_Records for processing_:
* * * * * * * * *

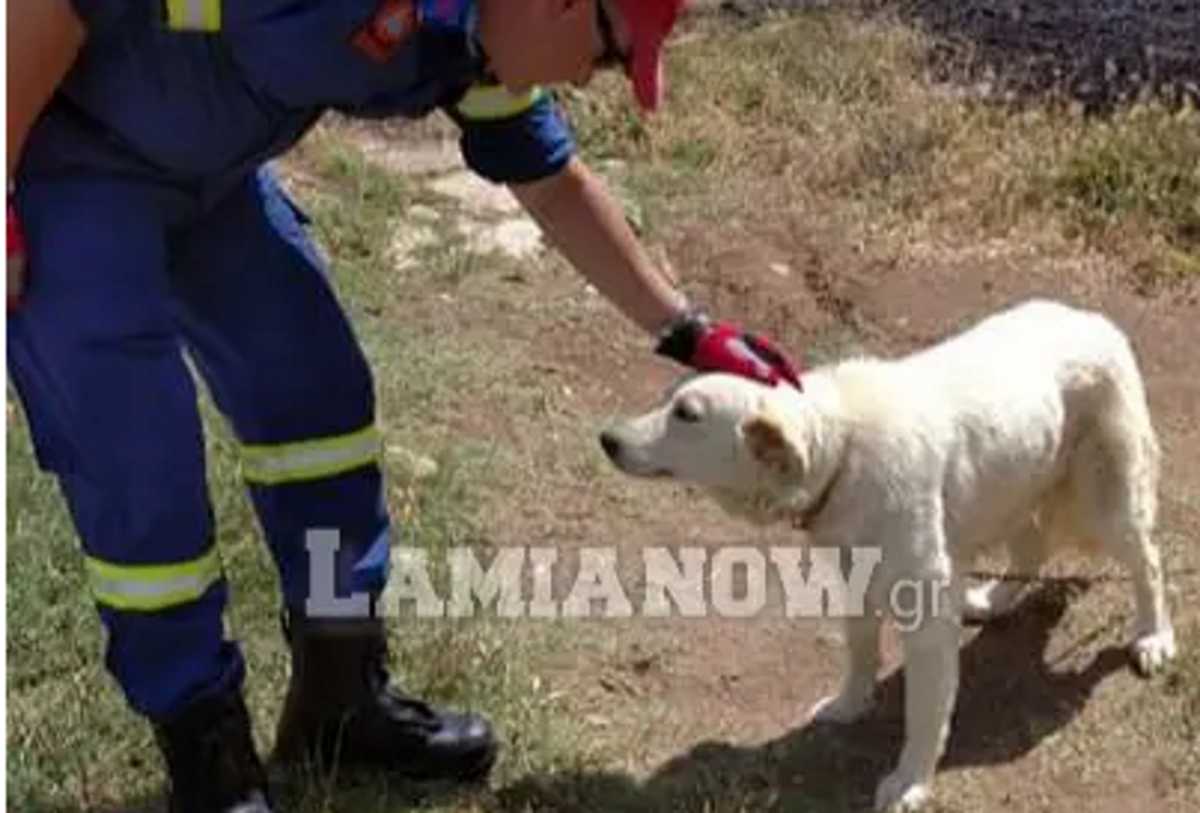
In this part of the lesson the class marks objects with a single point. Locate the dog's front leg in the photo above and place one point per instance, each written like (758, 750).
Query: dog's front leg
(857, 694)
(931, 680)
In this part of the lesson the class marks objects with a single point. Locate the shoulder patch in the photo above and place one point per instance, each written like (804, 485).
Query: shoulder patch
(192, 14)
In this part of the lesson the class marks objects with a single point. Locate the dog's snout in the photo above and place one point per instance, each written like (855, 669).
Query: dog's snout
(611, 445)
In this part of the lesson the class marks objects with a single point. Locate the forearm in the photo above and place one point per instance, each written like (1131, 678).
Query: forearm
(589, 228)
(43, 40)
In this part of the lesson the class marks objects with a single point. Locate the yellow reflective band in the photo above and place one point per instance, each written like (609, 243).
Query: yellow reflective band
(312, 459)
(153, 586)
(193, 14)
(492, 102)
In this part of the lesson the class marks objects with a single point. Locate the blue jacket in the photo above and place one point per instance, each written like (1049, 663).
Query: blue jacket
(202, 91)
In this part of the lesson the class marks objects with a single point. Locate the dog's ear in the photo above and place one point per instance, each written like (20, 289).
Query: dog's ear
(768, 443)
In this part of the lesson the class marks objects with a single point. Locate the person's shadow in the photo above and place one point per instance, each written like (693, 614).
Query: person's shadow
(1009, 699)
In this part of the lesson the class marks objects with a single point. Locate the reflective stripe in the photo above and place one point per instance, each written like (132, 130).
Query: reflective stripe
(153, 586)
(310, 459)
(490, 102)
(193, 14)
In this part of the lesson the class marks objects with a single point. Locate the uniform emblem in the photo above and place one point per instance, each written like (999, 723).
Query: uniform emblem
(393, 23)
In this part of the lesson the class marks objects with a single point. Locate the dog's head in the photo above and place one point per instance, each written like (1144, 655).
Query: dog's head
(743, 441)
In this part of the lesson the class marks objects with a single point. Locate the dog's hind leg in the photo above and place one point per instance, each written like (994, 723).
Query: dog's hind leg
(1115, 476)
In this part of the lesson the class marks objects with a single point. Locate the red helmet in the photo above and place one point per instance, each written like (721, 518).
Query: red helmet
(648, 23)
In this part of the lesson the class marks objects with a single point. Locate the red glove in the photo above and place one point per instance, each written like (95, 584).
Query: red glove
(723, 347)
(16, 259)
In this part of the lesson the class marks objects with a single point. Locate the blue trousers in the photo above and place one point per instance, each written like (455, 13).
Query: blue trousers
(125, 276)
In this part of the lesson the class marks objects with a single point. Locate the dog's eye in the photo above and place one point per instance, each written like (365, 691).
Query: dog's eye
(687, 411)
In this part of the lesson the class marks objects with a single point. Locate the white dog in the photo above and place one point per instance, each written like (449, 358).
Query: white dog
(1029, 431)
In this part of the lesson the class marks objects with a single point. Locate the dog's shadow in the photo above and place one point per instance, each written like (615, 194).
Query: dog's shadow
(1009, 700)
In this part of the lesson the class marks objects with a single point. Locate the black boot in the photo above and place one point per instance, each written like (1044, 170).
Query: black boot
(211, 760)
(340, 710)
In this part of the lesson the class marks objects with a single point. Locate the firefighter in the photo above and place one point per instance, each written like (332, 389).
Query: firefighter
(143, 223)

* * * * * * * * *

_Written problem_:
Arrange the lines of all the records above as a Markdown table with the columns Row and Line, numbering each row and skipping blank lines. Leave the pictures out.

_Task response_:
| Row | Line |
|---|---|
| 1 | In this part of the lesson the class marks objects with a single point. Locate the dog's front leg in the photo above and place one point per instance, each written like (758, 750). |
| 2 | Query: dog's front leg |
| 3 | (857, 694) |
| 4 | (931, 680) |
| 5 | In this part of the lesson the class marks objects with a single point. Locate the shoulder patch in the photo above and place one point per instance, each written like (804, 485). |
| 6 | Query: shoulder patch |
| 7 | (192, 14) |
| 8 | In this part of the lesson the class marks objects with a single point. Locate the dog's snout in the photo above and place one point per instance, each written like (855, 669). |
| 9 | Query: dog's snout |
| 10 | (611, 445) |
| 11 | In this part of the lesson the class marks objects with a single point. Locate the forearm in the photo above and place one point per instance, each written like (1131, 678). |
| 12 | Query: forearm |
| 13 | (589, 228) |
| 14 | (43, 40) |
| 15 | In this part of the lesson the class marks objects with a single point. Locate the yellow reflective band in the photo above and place one point per instance, each written like (609, 243). |
| 16 | Query: yellow reflective band |
| 17 | (312, 459) |
| 18 | (153, 586) |
| 19 | (193, 14) |
| 20 | (492, 102) |
| 21 | In this part of the lesson the class marks objects with a single point. Locate the blue jacket in the photo above and place one point per instance, each written like (1049, 663). |
| 22 | Query: blue jacket |
| 23 | (202, 91) |
| 24 | In this part of the lesson the class marks objects with a single point. Locate the dog's ear in the photo above and place one point per instance, each written like (20, 289). |
| 25 | Query: dog's ear |
| 26 | (768, 443) |
| 27 | In this part of the lesson the class marks objects with a single point. Locate the person's shadow in the photo above and place one point per instance, each written like (693, 614). |
| 28 | Query: person's shadow |
| 29 | (1009, 699) |
| 30 | In this part of the lesson the class marks objects with a single point. Locate the reflective stripe in the photo above and place one point per instance, each written like (132, 130). |
| 31 | Query: reflective stripe |
| 32 | (153, 586) |
| 33 | (310, 459) |
| 34 | (490, 102) |
| 35 | (193, 14) |
| 36 | In this part of the lesson the class marks objects with a single point. Locate the uniform emblem in the photo above and place one point per instance, each written like (999, 723). |
| 37 | Query: uniform emblem |
| 38 | (393, 23) |
| 39 | In this part of the lesson the class marks objects with a single point. Locate the dog's head in the photo above and place one point per instance, each written like (1144, 655). |
| 40 | Query: dog's head |
| 41 | (743, 441) |
| 42 | In this part of the lesson the class marks objects with a single point. Locate the dog's hind leg in the photo above and place one point per instance, each written like (994, 723). |
| 43 | Query: dog's hind leg |
| 44 | (1115, 476) |
| 45 | In this part of the lesson the class marks objects with a single point. Locate the red helmet in the photo above and place one point per instance, each written like (721, 518). |
| 46 | Query: red helmet |
| 47 | (648, 23) |
| 48 | In this part of the lesson the class marks objects with a single point. Locate the red glove in the photo above and place one point per instance, each written like (95, 584). |
| 49 | Query: red glove |
| 50 | (723, 347) |
| 51 | (16, 259) |
| 52 | In this part of the lesson the class marks objects with a single point. Locate the blue trousers in the photo above and place one point per instance, each written like (455, 13). |
| 53 | Query: blue trousers |
| 54 | (125, 276) |
| 55 | In this part of the lesson the class marks objects with a single point. Locate the dog's eye in the photo above and place one point per instance, each written like (365, 691). |
| 56 | Query: dog's eye |
| 57 | (687, 411) |
| 58 | In this part of the lesson the class marks objects with a single point. Locate the white dog in the photo above and place one point per instance, each written like (449, 358). |
| 59 | Query: white dog |
| 60 | (1029, 431) |
| 61 | In this part of the lesson the class marks objects with a single point. Locate the dog's shadow in the photo above and place one point per instance, each written like (615, 194). |
| 62 | Query: dog's shadow |
| 63 | (1009, 700) |
| 64 | In this part of the lesson the class marks objects with a single point. Locate the black boot in the photo above and place one point per instance, each written like (1044, 170). |
| 65 | Query: black boot |
| 66 | (211, 760) |
| 67 | (340, 710) |
| 68 | In this part of the lesson the class marks objects with a single point. Locate the firefighter in the photo above and place one point per instance, each written like (332, 389). |
| 69 | Query: firefighter |
| 70 | (143, 223) |